[Texto de referencia]
::::

La rubéola, también conocida como sarampión alemán, es una infección viral típicamente causada por el virus de la rubéola, que generalmente presenta síntomas leves. Se caracteriza principalmente por fiebre baja, dolor de garganta y una erupción cutánea roja que típicamente comienza en la cara y se extiende al resto del cuerpo. La enfermedad es contagiosa y se transmite a través de gotitas en el aire al toser y estornudar, afectando predominantemente a niños o adultos jóvenes.
Los síntomas comunes incluyen sarpullido, fiebre leve, dolor de cabeza, tos y dolor de garganta. En los niños, el sarpullido suele ser el primer síntoma perceptible. De particular preocupación, especialmente durante el embarazo, es el riesgo de que la infección provoque el Síndrome de Rubéola Congénita (SRC) en el feto, lo que puede causar defectos de nacimiento graves. Por lo tanto, se aconseja a las mujeres embarazadas o a aquellas que planean un embarazo que tengan precaución y verifiquen su estado inmunológico.

::::

[Enunciado]
Contesta con datos del texto sobre la rubéola:
(a) ¿Con qué otro nombre se conoce la rubéola?
(b) ¿Qué síndrome puede provocar la infección en el feto durante el embarazo?
(c) En los niños, ¿cuál suele ser el primer síntoma perceptible?
Usa únicamente el texto sobre la rubéola.

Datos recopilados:

::::

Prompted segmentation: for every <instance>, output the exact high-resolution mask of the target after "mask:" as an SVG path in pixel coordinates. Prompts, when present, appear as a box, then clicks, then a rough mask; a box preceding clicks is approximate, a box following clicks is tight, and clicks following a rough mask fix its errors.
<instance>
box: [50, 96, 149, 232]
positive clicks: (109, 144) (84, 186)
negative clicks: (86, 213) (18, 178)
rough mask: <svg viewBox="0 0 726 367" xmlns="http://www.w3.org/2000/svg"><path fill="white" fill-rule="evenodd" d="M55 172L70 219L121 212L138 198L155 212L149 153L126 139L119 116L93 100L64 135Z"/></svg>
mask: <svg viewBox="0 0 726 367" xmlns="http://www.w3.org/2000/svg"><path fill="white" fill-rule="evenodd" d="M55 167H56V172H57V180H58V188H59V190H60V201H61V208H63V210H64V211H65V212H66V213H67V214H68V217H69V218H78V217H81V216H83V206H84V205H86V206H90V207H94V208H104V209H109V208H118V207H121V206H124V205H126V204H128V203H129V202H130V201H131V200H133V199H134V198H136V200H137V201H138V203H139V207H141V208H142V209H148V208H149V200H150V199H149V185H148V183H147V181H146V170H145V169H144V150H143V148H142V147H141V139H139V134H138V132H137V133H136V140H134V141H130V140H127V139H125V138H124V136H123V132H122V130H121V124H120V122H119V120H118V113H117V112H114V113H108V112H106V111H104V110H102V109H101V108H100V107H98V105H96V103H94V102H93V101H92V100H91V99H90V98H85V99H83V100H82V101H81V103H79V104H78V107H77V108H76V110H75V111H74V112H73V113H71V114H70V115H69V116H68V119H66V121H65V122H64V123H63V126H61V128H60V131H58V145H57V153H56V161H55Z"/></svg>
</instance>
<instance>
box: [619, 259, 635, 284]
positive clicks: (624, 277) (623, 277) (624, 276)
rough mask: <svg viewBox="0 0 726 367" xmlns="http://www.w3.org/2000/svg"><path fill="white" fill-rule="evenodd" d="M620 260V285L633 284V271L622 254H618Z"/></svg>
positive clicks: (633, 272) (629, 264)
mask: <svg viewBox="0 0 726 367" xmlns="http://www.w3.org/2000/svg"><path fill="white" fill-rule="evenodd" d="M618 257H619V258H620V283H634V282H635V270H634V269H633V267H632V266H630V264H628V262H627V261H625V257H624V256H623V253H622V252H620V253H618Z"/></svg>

::::

[Respuesta]
(a) Sarampión alemán.
(b) El Síndrome de Rubéola Congénita (SRC).
(c) El sarpullido.